Image(filename="tig_align.jpeg")

# <markdowncell>

# Accuracy?
# ---------
# We don't expect to get high accuracy from the "draft" assembly. The way we construct the contig is just to copy-and-paste from the pre-assembled reads which have mean identity 99.789% to the reference genome. For a 4.7Mb genome, we will expect 4700000 * (1-0.99787) ~ 10k differences. One can do another round of consensus using the pre-assembled reads. Or, we can align the raw reads on top of the draft contig and apply the "Quiver" algorithm to get the best accuracy from all raw data. Let's see how "Quiver" helps to remove the errors in the draft contig.

# <markdowncell>

# First, let's evalute the differece between the draft contigs to the canonical reference with the ``dnadiff`` from Mummer3 package ( http://mummer.sourceforge.net/ )
------------------------------------------------------------------------
▶ [Tasks and exercises]:
#1 According to the draft assembly accuracy text, which software package provides the dnadiff tool?
#2 Translate this sentence from the draft assembly accuracy text into Spanish: "One can do another round of consensus using the pre-assembled reads."

(Free-text object descriptions)
------------------------------------------------------------------------
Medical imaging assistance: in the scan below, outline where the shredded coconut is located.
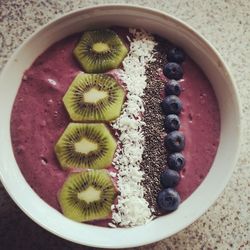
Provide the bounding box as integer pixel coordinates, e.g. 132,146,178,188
112,29,156,227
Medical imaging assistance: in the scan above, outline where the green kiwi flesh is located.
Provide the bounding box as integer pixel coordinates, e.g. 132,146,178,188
55,123,117,169
63,73,125,122
58,170,117,222
73,29,128,73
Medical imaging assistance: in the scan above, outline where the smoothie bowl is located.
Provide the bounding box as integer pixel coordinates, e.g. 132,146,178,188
0,5,240,248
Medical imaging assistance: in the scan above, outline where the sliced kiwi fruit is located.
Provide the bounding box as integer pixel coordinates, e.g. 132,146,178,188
55,123,116,169
63,73,125,122
58,170,117,222
74,29,128,73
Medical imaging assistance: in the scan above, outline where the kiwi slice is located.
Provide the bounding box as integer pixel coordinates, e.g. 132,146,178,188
74,29,128,73
55,123,116,169
63,73,125,122
58,170,117,222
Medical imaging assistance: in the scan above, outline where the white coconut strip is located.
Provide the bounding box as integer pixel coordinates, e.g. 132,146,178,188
112,29,156,227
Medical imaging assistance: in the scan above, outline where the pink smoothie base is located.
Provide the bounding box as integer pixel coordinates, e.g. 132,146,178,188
11,31,220,225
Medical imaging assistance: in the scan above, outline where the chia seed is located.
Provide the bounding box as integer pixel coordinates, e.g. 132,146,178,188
140,37,170,215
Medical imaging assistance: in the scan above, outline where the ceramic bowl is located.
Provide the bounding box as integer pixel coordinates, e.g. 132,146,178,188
0,5,241,248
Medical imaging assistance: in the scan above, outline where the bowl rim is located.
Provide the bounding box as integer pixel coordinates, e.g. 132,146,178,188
0,4,242,248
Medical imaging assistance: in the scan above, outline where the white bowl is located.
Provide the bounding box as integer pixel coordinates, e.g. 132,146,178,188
0,5,241,248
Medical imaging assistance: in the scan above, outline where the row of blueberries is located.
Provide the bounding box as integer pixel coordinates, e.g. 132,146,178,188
157,48,185,212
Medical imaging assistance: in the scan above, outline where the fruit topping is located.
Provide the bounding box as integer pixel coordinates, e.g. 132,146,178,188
74,29,128,73
164,131,185,152
163,62,183,80
167,48,186,63
55,123,116,169
157,188,181,212
161,95,182,115
164,114,180,133
63,73,125,121
165,80,181,96
58,170,117,222
167,153,185,172
160,168,181,188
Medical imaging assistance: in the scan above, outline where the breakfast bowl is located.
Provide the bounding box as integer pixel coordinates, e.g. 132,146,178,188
0,5,241,248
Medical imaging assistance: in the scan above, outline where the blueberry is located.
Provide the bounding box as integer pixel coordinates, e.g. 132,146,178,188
164,131,185,152
167,48,186,63
167,153,185,172
163,63,183,80
164,114,180,133
161,95,182,115
157,188,181,212
165,80,181,96
160,168,181,188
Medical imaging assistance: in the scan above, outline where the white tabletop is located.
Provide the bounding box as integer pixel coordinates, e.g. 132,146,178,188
0,0,250,250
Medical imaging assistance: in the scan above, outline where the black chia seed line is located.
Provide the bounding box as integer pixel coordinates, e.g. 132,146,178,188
141,37,169,215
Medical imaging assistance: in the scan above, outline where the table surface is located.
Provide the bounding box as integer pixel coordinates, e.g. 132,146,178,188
0,0,250,250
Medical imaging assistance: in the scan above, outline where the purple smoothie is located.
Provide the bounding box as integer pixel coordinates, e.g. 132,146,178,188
11,29,220,225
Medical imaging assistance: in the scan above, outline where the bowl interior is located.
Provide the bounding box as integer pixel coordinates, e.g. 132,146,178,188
0,5,240,248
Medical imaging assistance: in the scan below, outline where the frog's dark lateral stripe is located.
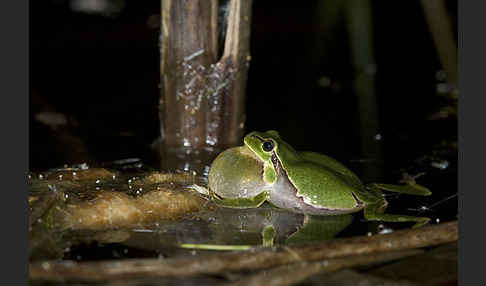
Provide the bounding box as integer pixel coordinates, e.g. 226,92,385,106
270,152,363,215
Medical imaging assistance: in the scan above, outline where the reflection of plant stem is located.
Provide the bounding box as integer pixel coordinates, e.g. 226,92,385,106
420,0,457,85
30,221,458,281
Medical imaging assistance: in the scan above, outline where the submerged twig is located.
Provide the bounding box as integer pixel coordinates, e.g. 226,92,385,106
228,249,423,286
30,221,458,281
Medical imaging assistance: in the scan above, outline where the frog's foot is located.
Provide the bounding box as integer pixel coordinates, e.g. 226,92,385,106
262,225,277,247
366,183,432,196
211,191,268,209
364,204,430,228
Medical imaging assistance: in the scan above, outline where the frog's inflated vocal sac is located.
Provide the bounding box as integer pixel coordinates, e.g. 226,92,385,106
208,131,431,227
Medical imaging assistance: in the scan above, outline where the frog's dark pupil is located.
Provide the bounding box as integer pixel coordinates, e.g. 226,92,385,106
262,141,273,152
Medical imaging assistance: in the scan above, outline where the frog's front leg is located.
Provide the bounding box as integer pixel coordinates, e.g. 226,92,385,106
363,200,430,228
211,191,268,209
262,224,277,247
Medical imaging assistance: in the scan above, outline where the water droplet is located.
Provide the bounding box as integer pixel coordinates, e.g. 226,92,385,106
41,262,51,271
430,160,449,170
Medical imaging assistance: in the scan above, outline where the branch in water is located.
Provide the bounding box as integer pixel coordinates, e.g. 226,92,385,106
30,221,458,281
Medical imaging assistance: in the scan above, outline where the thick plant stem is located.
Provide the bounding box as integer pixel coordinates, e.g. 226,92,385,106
159,0,252,171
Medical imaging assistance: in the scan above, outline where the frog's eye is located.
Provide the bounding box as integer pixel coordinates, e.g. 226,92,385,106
262,140,275,152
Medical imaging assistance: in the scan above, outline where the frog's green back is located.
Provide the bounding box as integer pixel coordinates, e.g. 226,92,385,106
277,140,362,210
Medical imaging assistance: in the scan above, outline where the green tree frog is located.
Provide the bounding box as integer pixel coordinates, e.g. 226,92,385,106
208,130,431,227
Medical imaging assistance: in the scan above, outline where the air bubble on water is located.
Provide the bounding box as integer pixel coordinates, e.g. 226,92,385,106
435,70,446,81
378,228,393,234
430,160,449,170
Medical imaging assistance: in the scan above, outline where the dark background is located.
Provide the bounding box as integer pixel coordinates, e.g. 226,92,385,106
30,0,457,182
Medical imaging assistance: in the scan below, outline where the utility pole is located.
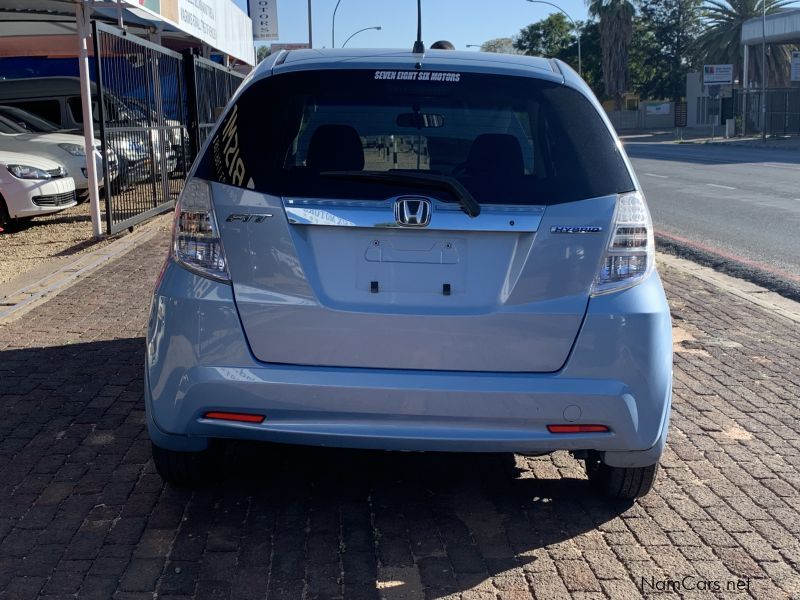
------------------------------------------------------------------------
▶ [Exercise results]:
#1 Mummer3

#2 Se puede hacer otra ronda de consenso usando las lecturas preensambladas.